Short task: Transcribe the passage from the deep practice article, starting at "Deep Practice: The" and ending at "faster and more accurate.".

Passage to read:

Deep Practice: The Holy Grail of Skill



“Ignorance and bungling with love are better than wisdom and skill without.” — Henry David Thoreau

What if you could do a month’s worth of practice in six minutes?

You can, but you have to slow down to speed up.

You can’t just go through the motions.  If you want to build skills at an accelerated rate, you have to do deep practice.  Deep practice is how you build myelin.  Myelin is what wraps and insulates your chains of nerve fiber chains to make your living circuitry faster and more accurate.

Myelin is a big deal.  It’s the holy grail of acquiring skill.

Skill is something you build by being fully engaged.  It’s an active thing, not a passive thing.  You can learn a lot more in a lot less time simply by making your practice highly targeted, and error-focused.

Chalk one up to being in the moment, being fully engaged, and the power of NOW.

How much time have you wasted by glossing over things, rushing through things, or being distracted, while trying to learn something new?  Like Stephen Covey said, “Some people say they have twenty years, when in reality, they only have one year’s experience, repeated twenty times.’”

In my experience, those who master skill building, master their motivation, ability, and feedback in tight and targeted loops.

In the book, The Talent Code, Daniel Coyle shares a look at how we build skill at a rapid rate and how myelin plays a key role in making us better, faster, and more accurate.

Deep Practice

Deep practice involves 3 rules:  1) Chunk It Up 2) Repeat It 3) Learn to Feel It.  Deep practice is a slow, deliberate, and awkward process, whether you’re doing fast and varied movements, or precise, accurate, and stable ones.  But it’s how we learn, it’s how we grow, and it’s how we build our skill and optimize our neural paths.

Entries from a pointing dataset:
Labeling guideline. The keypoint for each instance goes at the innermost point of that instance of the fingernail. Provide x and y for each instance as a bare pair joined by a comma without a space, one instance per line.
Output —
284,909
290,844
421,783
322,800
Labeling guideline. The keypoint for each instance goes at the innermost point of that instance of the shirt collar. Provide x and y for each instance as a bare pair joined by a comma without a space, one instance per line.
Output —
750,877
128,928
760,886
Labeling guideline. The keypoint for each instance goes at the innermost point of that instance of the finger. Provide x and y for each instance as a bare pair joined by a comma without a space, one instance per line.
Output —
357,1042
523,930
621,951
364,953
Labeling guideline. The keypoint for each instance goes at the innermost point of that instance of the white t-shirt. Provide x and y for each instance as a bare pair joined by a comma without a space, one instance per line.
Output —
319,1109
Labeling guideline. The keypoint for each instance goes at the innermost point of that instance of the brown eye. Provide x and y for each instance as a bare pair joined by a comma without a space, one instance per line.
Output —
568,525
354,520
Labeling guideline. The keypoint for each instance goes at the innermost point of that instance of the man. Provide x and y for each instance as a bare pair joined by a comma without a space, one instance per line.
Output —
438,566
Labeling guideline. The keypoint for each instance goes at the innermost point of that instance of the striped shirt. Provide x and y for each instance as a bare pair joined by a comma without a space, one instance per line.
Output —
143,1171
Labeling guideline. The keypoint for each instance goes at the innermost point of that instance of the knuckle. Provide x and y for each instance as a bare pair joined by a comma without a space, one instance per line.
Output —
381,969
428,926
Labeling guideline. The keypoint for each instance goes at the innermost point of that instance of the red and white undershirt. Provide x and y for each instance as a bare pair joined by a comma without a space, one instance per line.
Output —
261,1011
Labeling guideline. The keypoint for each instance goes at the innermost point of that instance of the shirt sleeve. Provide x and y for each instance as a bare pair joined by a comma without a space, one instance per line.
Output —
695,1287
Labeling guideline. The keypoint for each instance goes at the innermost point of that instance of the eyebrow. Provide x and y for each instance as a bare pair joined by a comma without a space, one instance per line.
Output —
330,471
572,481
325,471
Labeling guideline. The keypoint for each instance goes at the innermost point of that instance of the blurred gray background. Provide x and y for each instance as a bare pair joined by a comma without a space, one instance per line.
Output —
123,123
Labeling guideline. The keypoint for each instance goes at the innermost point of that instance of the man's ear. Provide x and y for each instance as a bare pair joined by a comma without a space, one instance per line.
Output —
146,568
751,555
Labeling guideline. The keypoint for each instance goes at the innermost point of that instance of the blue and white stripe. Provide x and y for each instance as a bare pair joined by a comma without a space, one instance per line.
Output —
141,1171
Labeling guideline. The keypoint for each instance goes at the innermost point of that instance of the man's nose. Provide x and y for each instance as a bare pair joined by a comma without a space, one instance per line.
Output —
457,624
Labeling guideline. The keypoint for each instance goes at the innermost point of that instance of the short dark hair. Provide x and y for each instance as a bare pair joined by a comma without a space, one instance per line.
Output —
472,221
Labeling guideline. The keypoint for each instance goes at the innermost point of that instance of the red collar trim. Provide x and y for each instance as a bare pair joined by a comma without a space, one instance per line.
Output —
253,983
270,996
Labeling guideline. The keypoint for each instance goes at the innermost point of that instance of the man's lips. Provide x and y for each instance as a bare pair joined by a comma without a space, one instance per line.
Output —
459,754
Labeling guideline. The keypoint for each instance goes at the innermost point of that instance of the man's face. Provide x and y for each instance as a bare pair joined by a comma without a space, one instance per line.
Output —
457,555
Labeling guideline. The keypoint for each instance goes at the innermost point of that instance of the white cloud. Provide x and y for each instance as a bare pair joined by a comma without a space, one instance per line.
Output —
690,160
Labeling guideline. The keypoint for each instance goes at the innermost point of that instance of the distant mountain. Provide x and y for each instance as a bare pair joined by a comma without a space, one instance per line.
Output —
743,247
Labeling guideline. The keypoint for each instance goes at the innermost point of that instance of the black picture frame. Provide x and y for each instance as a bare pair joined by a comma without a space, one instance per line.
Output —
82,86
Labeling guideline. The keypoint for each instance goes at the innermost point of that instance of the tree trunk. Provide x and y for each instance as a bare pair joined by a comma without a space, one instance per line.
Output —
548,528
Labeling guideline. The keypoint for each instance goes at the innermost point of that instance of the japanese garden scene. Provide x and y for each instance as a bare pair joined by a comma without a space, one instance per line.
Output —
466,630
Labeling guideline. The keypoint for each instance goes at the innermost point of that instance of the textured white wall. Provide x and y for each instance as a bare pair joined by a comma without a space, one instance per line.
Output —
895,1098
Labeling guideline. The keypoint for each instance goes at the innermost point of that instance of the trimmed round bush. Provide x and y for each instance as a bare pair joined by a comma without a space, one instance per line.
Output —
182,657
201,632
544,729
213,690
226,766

Right answer:
Deep Practice: The Holy Grail of Skill



“Ignorance and bungling with love are better than wisdom and skill without.” — Henry David Thoreau

What if you could do a month’s worth of practice in six minutes?

You can, but you have to slow down to speed up.

You can’t just go through the motions.  If you want to build skills at an accelerated rate, you have to do deep practice.  Deep practice is how you build myelin.  Myelin is what wraps and insulates your chains of nerve fiber chains to make your living circuitry faster and more accurate.